Copy out the listing that follows in its entirety, keeping it exactly the same.

[SUPPLIED ENTRIES Boundary: Start]

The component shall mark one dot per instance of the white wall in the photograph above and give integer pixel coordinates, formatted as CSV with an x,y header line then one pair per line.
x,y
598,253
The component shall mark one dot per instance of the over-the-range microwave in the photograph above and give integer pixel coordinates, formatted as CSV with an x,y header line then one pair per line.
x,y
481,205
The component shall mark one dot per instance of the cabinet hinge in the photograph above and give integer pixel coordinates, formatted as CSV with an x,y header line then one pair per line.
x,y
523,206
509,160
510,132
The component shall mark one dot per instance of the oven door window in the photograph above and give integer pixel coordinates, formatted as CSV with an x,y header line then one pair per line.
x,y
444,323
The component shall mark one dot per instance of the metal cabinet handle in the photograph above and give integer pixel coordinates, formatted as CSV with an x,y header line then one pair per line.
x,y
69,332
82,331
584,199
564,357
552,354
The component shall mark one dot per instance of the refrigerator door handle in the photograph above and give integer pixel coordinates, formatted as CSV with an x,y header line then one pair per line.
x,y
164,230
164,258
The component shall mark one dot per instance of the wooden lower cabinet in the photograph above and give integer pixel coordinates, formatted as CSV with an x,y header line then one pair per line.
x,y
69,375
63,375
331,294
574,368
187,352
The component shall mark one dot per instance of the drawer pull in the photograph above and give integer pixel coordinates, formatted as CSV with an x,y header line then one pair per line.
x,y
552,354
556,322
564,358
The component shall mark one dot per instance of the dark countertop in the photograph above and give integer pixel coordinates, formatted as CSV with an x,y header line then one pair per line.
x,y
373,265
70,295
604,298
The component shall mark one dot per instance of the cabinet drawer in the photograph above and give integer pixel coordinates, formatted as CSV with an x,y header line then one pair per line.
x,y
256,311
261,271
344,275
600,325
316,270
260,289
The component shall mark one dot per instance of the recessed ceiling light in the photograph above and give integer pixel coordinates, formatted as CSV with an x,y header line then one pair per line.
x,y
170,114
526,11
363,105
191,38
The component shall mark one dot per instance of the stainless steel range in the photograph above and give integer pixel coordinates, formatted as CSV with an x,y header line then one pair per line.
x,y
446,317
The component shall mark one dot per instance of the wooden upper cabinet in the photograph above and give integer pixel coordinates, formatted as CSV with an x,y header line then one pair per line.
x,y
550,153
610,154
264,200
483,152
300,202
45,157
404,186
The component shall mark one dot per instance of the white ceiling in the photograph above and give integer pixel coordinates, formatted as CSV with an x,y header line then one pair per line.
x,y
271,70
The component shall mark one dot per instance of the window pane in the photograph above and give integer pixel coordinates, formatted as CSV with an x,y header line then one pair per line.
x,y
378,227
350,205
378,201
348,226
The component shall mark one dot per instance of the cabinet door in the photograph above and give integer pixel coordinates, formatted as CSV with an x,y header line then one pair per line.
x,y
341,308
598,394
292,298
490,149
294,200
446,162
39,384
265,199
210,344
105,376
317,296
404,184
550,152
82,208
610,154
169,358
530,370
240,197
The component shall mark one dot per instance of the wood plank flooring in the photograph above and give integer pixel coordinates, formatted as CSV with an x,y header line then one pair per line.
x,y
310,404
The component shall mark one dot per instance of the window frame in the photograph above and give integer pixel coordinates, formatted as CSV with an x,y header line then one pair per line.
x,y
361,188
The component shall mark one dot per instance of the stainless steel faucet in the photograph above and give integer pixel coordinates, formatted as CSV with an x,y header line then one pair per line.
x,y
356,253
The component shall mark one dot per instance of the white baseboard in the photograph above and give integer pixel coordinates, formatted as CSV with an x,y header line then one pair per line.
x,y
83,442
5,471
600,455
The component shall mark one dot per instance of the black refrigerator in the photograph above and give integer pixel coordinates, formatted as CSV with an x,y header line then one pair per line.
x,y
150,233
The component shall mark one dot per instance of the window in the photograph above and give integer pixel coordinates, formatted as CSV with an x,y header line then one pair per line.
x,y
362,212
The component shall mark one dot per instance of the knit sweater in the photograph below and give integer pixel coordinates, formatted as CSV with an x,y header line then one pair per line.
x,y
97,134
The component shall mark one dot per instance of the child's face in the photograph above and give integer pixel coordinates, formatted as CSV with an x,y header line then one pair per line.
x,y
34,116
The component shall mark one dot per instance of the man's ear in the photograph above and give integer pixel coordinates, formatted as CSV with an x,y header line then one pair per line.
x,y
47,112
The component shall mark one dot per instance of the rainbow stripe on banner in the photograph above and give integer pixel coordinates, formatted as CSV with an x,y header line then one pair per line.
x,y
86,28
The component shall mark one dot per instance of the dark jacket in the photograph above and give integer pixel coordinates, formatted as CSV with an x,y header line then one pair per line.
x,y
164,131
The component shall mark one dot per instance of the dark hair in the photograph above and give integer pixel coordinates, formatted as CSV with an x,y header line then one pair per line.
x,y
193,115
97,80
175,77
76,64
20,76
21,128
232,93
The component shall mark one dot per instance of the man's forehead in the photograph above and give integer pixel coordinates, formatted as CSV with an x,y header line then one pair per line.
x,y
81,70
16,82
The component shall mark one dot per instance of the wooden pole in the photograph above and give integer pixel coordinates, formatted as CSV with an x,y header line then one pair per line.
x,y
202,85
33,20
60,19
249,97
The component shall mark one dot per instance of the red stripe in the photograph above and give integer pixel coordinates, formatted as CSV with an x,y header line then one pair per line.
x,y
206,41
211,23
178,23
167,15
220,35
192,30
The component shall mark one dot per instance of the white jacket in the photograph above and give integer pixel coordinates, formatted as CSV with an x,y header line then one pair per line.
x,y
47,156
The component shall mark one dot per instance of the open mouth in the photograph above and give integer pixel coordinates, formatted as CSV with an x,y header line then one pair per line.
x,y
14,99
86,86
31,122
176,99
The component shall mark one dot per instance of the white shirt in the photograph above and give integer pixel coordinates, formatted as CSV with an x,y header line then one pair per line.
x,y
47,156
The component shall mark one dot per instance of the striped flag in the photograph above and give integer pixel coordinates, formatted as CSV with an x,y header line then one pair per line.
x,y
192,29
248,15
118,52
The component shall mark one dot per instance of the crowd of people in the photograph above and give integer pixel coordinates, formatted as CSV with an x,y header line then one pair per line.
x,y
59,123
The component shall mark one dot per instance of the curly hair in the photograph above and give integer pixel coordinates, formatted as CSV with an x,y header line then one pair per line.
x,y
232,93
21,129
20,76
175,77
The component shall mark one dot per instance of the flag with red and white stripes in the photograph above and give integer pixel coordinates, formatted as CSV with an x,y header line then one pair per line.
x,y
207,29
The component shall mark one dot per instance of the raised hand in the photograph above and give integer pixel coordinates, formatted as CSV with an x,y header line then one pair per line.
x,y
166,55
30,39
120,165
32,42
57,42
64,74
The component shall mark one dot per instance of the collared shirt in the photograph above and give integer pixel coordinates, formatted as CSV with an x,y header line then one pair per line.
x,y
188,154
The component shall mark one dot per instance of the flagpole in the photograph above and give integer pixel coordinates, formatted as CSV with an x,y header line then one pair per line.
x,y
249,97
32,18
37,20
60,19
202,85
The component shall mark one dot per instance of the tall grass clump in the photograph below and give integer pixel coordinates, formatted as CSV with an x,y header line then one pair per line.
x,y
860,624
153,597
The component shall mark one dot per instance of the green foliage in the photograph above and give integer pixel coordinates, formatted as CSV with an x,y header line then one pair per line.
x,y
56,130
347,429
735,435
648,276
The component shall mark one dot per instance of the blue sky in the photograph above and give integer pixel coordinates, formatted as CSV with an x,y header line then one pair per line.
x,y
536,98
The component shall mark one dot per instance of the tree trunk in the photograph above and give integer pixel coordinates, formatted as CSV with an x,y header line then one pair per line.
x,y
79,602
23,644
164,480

[SUPPLIED ENTRIES Boundary: End]

**ANSWER BOX:**
The component shall mark one dot per instance of the white wall in the photograph above and give integer pixel coordinates, formatted as CSV with an x,y header line then one pair per line.
x,y
598,253
The component shall mark one dot per instance of the over-the-range microwave in the photograph above and give integer pixel coordinates, formatted as CSV with an x,y header line then one pair per line.
x,y
481,205
The component shall mark one dot per instance of the cabinet hinge in the photograph above and give integer pixel coordinates, formatted as CSV with an x,y header line then one pair per line.
x,y
523,206
509,160
510,132
The component shall mark one dot per instance of the oven door window in the photograph above and give integer pixel coordinates, formatted as CSV with an x,y header line then one pair per line.
x,y
444,323
The component shall mark one dot per instance of the metal cabinet handle in the photograph above and give integer pixel coordinates, formatted as CSV with an x,y header line then one pair per line.
x,y
69,332
82,331
584,199
564,357
552,354
The component shall mark one dot per instance of the refrigerator door handle in the photograph above and give integer pixel coordinates, formatted as CSV with an x,y header line then one pair per line.
x,y
164,230
164,258
The component shall mark one dot per instance of the wooden lower cabinet in the photograph above and give integer pixel coordinates, formatted as CSV with an x,y header line then one pair per line.
x,y
69,375
63,375
331,294
574,368
187,352
The component shall mark one dot per instance of the drawer pull in the photograph above and give integer pixel coordinates, formatted as CSV with an x,y header line then one pair per line.
x,y
552,354
556,322
564,358
The component shall mark one dot per instance of the dark countertop in the photograph above and give integer pixel coordinates, formatted as CSV with an x,y header line then one pair per line.
x,y
373,265
70,295
604,298
The component shall mark one dot per instance of the cabinet drawer in the photograph above and give integer pixel coordinates, formatted as CSV with an x,y header line then one pair per line.
x,y
256,311
261,271
344,275
600,325
316,270
260,289
The component shall mark one dot per instance of the recessed ceiling light in the photograph above and give integer pixel coordinates, formatted as CSV with an x,y header line then one pair per line.
x,y
170,114
526,11
363,105
191,38
The component shall mark one dot per instance of the stainless steel range in the photograph above and give integer pixel coordinates, formatted as CSV with an x,y header line then one pair per line.
x,y
446,317
The component shall mark one dot per instance of the wooden upper cabinet in the photograph above and give integer pixel coordinates, formatted as CSV with an x,y header line then one pair per line.
x,y
550,153
610,154
264,200
483,152
300,202
45,157
404,186
The component shall mark one dot per instance of the white ceiling in the photograph above and give integer pixel coordinates, formatted as CSV with an x,y header line then one pair per line.
x,y
271,70
The component shall mark one dot per instance of the window pane in the photograph above and give integer pixel coordinates, formatted as CSV with an x,y header line then one pair per line.
x,y
378,227
350,205
378,201
348,226
The component shall mark one dot per instance of the cabinet door in the photograph above and give integer pixel coordinates, formatted as CSV with an x,y header line then one pair per line.
x,y
341,308
598,394
292,298
490,149
294,200
446,162
39,384
265,199
210,344
105,376
317,296
404,184
550,152
82,208
610,154
169,358
530,370
240,197
The component shall mark one dot per instance of the wood plank flooring in the photograph above and give integer pixel coordinates, formatted as CSV with an x,y header line then one pair per line.
x,y
310,404
The component shall mark one dot per instance of the window frame in the photograph above and give integer pixel coordinates, formatted as CSV with an x,y header line then one pair per line.
x,y
361,188
The component shall mark one dot per instance of the stainless steel faucet in the photograph above and give integer pixel coordinates, formatted as CSV with an x,y header line then one pair per line.
x,y
356,253
The component shall mark one dot per instance of the white baseboard in the photograph above and give integer pixel coordinates, formatted as CSV with an x,y header line then one pair per line.
x,y
83,442
5,471
600,455
The component shall mark one dot per instance of the black refrigerator in the photograph above and give integer pixel coordinates, formatted as CSV with an x,y header line then one pair per line.
x,y
150,233
The component shall mark one dot per instance of the window in the photograph above and give integer pixel coordinates, formatted as CSV with an x,y header line then one pair per line.
x,y
362,212
The component shall mark one dot per instance of the knit sweater in the photograph below and give integer pixel coordinates, formatted as CSV with an x,y header line then one pair per line.
x,y
97,134
The component shall mark one dot per instance of the child's face in the photograph above and give integer pixel coordinates, formatted as CSV with an x,y header line then one pair per line.
x,y
34,116
The component shall mark one dot per instance of the man's ear in the photograph above and give integer pixel coordinates, formatted as CSV with an x,y header line then one pair per line.
x,y
47,112
The component shall mark one dot per instance of the rainbow stripe on banner in the photograph above and give integer pixel coordinates, formatted as CSV with an x,y header line then one pair per line.
x,y
86,28
The component shall mark one dot per instance of the dark jacket in the photograph above and give integer pixel coordinates, formatted as CSV with an x,y header line then one pair per line.
x,y
164,131
The component shall mark one dot per instance of the dark hair in the photograph above and give integer pixel coordinates, formatted as CSV with an x,y header line then one pair per line.
x,y
193,115
97,80
175,77
76,64
20,76
21,128
232,93
The component shall mark one dot per instance of the man's forehead in the photograph above and give integer pixel coordinates, formatted as CSV with an x,y header line then one pair per line.
x,y
81,70
16,82
The component shall mark one dot per instance of the wooden pole in the photograph above and give integer pixel coordinates, formatted as CSV with an x,y header line then one pair per line.
x,y
202,85
33,20
60,19
249,97
The component shall mark one dot per instance of the red stripe in the photograph above and give integer pixel coordinates, formatted as CSV with an x,y header line then one pair per line.
x,y
206,41
211,23
178,23
167,15
220,35
192,30
The component shall mark one dot per instance of the white jacket in the photograph above and give integer pixel coordinates, formatted as CSV with an x,y header line then one pair per line.
x,y
47,156
The component shall mark one dot per instance of the open mouth in the photograph above and give integer pixel coordinates, formatted as CSV with an x,y header line then one pair per line.
x,y
14,99
86,86
31,122
176,99
The component shall mark one dot per instance of the white shirt in the photograph above and give integer pixel coordinates, formatted as CSV with an x,y header line then one pair per line.
x,y
47,156
The component shall mark one dot per instance of the striped flag in the photograph above and give integer pixel coordinates, formatted as CSV with an x,y header line then one pair per line.
x,y
192,29
248,15
118,52
The component shall mark one dot per instance of the crowd of people in the photograph above and give integer pixel coordinates, formatted as CSV with an x,y header line then one pair per line.
x,y
59,123
The component shall mark one dot per instance of the curly hair in the photograph above and give integer pixel coordinates, formatted as CSV with an x,y header line then one pair per line.
x,y
232,93
21,129
20,76
175,77
The component shall mark one dot per instance of the flag with red and white stripes in the photograph above and give integer pixel coordinates, formatted as CSV with an x,y header line then one pair per line.
x,y
207,29
The component shall mark one dot per instance of the raised hand in the photograph above and give integer pixel coordinates, formatted as CSV with an x,y header line then one pair per line.
x,y
166,55
30,39
120,165
32,42
57,42
64,74
The component shall mark one dot per instance of the collared shirt in the photograph above and give integer pixel coordinates, formatted as CSV with an x,y header line then one pair per line.
x,y
188,154
The component shall mark one dot per instance of the flagpole in the photograph above and give integer pixel coordinates, formatted as CSV with an x,y header line then one pair per line.
x,y
249,97
32,18
37,20
60,19
202,85
The component shall mark one dot per instance of the tall grass clump in the photograph below and give integer pixel coordinates, formatted as CSV with an x,y header line then one pair per line.
x,y
860,624
153,597
The component shall mark one dot per instance of the green foliage in the photograph above and give integer pixel coordinates, formatted as CSV with an x,y header line then one pair per line.
x,y
56,130
347,429
735,435
648,276
The component shall mark one dot per instance of the blue sky in the photograph above and give integer pixel coordinates, formatted as CSV with an x,y header line then one pair per line.
x,y
536,98
The component shall mark one dot per instance of the tree trunk in the photograph above and give integer pixel coordinates, formatted as CSV with an x,y header line then one pair per line.
x,y
79,602
23,644
164,480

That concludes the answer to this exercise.